- Problem details -
Duplicate the text on the slimelands creatures word for word, in full.

- Text shown -
================================

Heppoig are a type of Ekkpay, related to the Aunip found in cities all over Gurx, and we should at last examine that group more closely. Ekkpay use their top four limbs to move in a quadrupedal manner, while their lower limbs are short stumps on the rear of the animals that they use to slap on the ground for communication (they hear through their feet and bottom side), or to slap together and create a large sound that might scare predators. This is why the closest translation to English for the word “Ekkpay” would be “Clapbutt”. Heppoig specifically are a type of Ekkpay that thrive in the slimelands, using their beaks to burrow tunnels into the slime. But unlike tunnels built in dirt or soil, the slime is constantly trying to fill them in again, so the Heppoig work together in packs to maintain their living space. They can even allow the tunnel entrances to grow closed again for extra protection.

Sekuoarmil

The Sekuoarmil can afford their bright red colour because they are highly toxic. No predator in the slimelands would be stupid enough to eat one. And so, Sekuoarmil are free to wander the slime, living off the waste of other creatures. At the end of their lives, the Sekuoarmil head to the water to lay eggs and die.

Huthchoo

Hidden in the scene above are some Huthchoo, a type of Vootuph that has adapted to life in the slimelands by developing a hard shell that resembles a blob of slime, and so goes ignored by predators. The slime that makes up the pseudo-ground beneath them is largely the dead slime cells which have been forced to the top, but the Huthchoo have long, piercing tongues that poke downward and absorb nutrition from slime over a metre beneath the surface. Incidentally, wind can be harsh in the slimelands (as well as dust storms if it has been dry and the top layer of the slime begins to flake off), so the tongues of the Huthchoo also allow them to anchor in place during such events.

================================

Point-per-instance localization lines
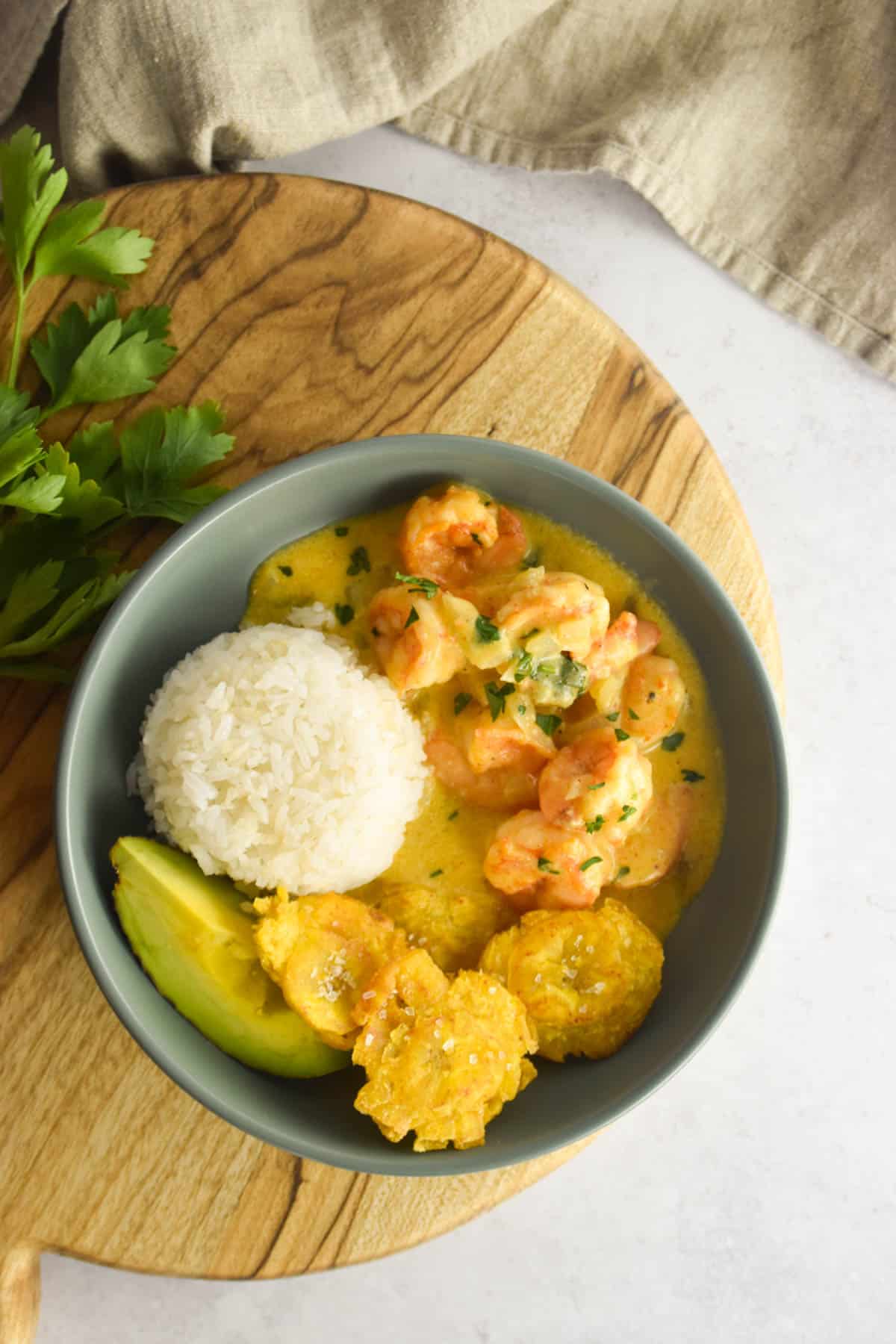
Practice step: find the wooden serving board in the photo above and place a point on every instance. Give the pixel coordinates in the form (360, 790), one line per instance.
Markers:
(314, 312)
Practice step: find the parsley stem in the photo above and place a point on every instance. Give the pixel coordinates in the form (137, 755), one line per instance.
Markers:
(15, 354)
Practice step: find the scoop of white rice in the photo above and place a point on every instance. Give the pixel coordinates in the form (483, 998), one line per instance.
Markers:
(274, 757)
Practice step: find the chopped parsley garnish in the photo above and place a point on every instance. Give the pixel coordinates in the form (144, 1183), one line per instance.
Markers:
(523, 667)
(417, 585)
(496, 697)
(574, 673)
(485, 631)
(361, 561)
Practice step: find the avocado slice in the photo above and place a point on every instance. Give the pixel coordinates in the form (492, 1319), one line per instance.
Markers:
(195, 942)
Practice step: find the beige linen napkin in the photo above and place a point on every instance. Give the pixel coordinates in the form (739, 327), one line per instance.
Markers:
(765, 132)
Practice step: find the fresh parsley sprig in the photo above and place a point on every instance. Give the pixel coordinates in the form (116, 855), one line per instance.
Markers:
(58, 502)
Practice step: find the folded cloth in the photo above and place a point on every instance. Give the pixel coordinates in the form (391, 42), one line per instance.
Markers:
(763, 132)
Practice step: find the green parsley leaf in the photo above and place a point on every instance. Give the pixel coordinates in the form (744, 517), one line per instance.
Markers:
(96, 453)
(161, 450)
(81, 499)
(30, 593)
(573, 673)
(35, 495)
(523, 667)
(485, 631)
(496, 695)
(359, 561)
(31, 191)
(426, 586)
(20, 444)
(72, 246)
(99, 356)
(78, 608)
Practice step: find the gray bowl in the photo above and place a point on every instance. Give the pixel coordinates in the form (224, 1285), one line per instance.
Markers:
(196, 586)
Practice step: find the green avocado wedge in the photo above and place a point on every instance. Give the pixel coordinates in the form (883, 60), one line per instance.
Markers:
(195, 942)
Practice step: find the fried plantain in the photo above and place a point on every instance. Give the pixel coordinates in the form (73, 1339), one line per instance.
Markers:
(588, 977)
(442, 1057)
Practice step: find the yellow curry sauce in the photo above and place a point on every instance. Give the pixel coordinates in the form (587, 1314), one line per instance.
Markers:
(344, 564)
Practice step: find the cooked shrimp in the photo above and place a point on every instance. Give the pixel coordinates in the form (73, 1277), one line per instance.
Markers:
(413, 640)
(652, 699)
(538, 865)
(504, 786)
(598, 783)
(655, 848)
(458, 537)
(512, 737)
(626, 638)
(566, 606)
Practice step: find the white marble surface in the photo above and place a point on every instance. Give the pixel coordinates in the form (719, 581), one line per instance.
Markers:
(753, 1198)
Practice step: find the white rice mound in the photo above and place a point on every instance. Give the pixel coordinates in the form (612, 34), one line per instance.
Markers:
(274, 757)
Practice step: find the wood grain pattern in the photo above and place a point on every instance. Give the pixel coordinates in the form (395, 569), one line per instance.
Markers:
(317, 314)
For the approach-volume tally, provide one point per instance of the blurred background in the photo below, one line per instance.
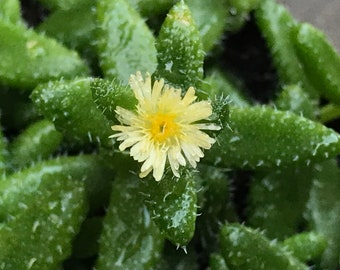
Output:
(322, 14)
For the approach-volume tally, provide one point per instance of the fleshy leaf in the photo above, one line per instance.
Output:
(294, 99)
(278, 200)
(246, 248)
(125, 43)
(37, 142)
(180, 54)
(10, 11)
(320, 60)
(260, 136)
(109, 94)
(306, 246)
(172, 204)
(324, 209)
(277, 27)
(3, 153)
(28, 58)
(46, 205)
(69, 105)
(217, 262)
(130, 239)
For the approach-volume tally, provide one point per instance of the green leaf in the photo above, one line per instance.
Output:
(109, 94)
(125, 43)
(324, 209)
(320, 60)
(130, 239)
(217, 84)
(214, 205)
(17, 110)
(217, 262)
(265, 137)
(210, 19)
(41, 210)
(86, 243)
(74, 27)
(277, 27)
(149, 8)
(3, 153)
(294, 99)
(180, 55)
(245, 248)
(38, 142)
(28, 58)
(174, 258)
(10, 11)
(62, 4)
(172, 204)
(278, 200)
(306, 246)
(69, 105)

================================

- Result -
Heppoig are a type of Ekkpay, related to the Aunip found in cities all over Gurx, and we should at last examine that group more closely. Ekkpay use their top four limbs to move in a quadrupedal manner, while their lower limbs are short stumps on the rear of the animals that they use to slap on the ground for communication (they hear through their feet and bottom side), or to slap together and create a large sound that might scare predators. This is why the closest translation to English for the word “Ekkpay” would be “Clapbutt”. Heppoig specifically are a type of Ekkpay that thrive in the slimelands, using their beaks to burrow tunnels into the slime. But unlike tunnels built in dirt or soil, the slime is constantly trying to fill them in again, so the Heppoig work together in packs to maintain their living space. They can even allow the tunnel entrances to grow closed again for extra protection.

Sekuoarmil

The Sekuoarmil can afford their bright red colour because they are highly toxic. No predator in the slimelands would be stupid enough to eat one. And so, Sekuoarmil are free to wander the slime, living off the waste of other creatures. At the end of their lives, the Sekuoarmil head to the water to lay eggs and die.

Huthchoo

Hidden in the scene above are some Huthchoo, a type of Vootuph that has adapted to life in the slimelands by developing a hard shell that resembles a blob of slime, and so goes ignored by predators. The slime that makes up the pseudo-ground beneath them is largely the dead slime cells which have been forced to the top, but the Huthchoo have long, piercing tongues that poke downward and absorb nutrition from slime over a metre beneath the surface. Incidentally, wind can be harsh in the slimelands (as well as dust storms if it has been dry and the top layer of the slime begins to flake off), so the tongues of the Huthchoo also allow them to anchor in place during such events.